What you have to do: Swap "purple" for "violet" wherever it occurs in the lines that follow, and reproduce every line with nothing else altered.
-*-*-
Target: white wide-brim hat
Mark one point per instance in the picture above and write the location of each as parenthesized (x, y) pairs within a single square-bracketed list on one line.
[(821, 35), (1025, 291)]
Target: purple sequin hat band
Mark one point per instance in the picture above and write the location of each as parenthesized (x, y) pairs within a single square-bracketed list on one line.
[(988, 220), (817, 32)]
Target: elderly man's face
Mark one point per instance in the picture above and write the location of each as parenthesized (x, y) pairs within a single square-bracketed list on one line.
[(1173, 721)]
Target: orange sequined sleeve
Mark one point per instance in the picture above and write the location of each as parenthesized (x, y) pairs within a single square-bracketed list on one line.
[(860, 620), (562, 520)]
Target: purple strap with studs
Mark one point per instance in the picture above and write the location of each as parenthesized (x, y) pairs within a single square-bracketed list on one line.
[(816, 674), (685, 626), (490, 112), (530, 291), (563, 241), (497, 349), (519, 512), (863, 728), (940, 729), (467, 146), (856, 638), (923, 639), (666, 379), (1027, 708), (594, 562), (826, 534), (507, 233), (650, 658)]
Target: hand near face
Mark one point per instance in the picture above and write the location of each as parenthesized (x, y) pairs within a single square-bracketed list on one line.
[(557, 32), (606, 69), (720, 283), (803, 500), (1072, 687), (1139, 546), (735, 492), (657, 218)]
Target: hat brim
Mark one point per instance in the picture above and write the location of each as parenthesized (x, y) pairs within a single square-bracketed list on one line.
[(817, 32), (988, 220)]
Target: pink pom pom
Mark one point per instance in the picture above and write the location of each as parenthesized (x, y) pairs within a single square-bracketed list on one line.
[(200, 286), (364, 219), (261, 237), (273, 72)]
-*-*-
Result of the exercise:
Target: white wide-brim hat
Mark one point per instance in the picture above and write the location of each as parenthesized (x, y) pairs within a single square-bracketed list on one line.
[(821, 35), (1025, 291)]
Target: violet sequin hat band
Mark one point per instance in the picture above and write the location of each as parenthesized (x, y) pairs within a single square-bracketed list on one line.
[(988, 220), (817, 32)]
Target: elderly man's face
Mark one point per instance in the picture above and write the location of each as parenthesized (x, y) pairs within a single square-bracketed list on one line.
[(1173, 721)]
Target: orange sequined sleeve
Mark one point per instance in the picture above and write the location of each as parenthesized (x, y) pairs within a single square-bracketed list on one line.
[(860, 620), (562, 520)]
Target: violet strap with studs
Mark one point per instance in the picture above and write the location of each as parenthesized (x, y) pairs within a single square-bracketed list on one line.
[(816, 674), (685, 626), (490, 112), (530, 291), (563, 241), (497, 349), (519, 512), (863, 728), (940, 729), (467, 146), (856, 638), (923, 639), (666, 379), (1027, 708), (594, 562), (826, 534), (507, 233), (650, 658)]
Target: hand near face
Mark one point per instance in the picture above and write the location of each as parenthesized (x, y) pairs within a single square-bracketed list on one line.
[(557, 32), (606, 69), (720, 283), (803, 500), (1072, 687), (1139, 546), (735, 492), (657, 218)]
Target: hat brim
Mark one point per instance in the picture above and write the location of each as parenthesized (x, y) pairs within a single square-bracketed list on one line.
[(817, 32), (988, 220)]
Target: pink pom pom
Mark one point per instance in the picture above and write the location of each as parenthesized (x, y) pairs within a single square-bracketed list on one line.
[(200, 286), (364, 219), (261, 237), (273, 72)]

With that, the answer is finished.